(Saved items)
begin

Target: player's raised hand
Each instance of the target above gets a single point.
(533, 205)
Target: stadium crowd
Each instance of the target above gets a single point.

end

- WHAT YOU HAVE TO DO
Write out each of the records above line by line, keeping every word and mark unchanged.

- COMPLETED EXERCISE
Target: player's raised hand
Each instance of the target above gets a single point.
(533, 205)
Target: stadium crowd
Each instance of the target above gets a single point.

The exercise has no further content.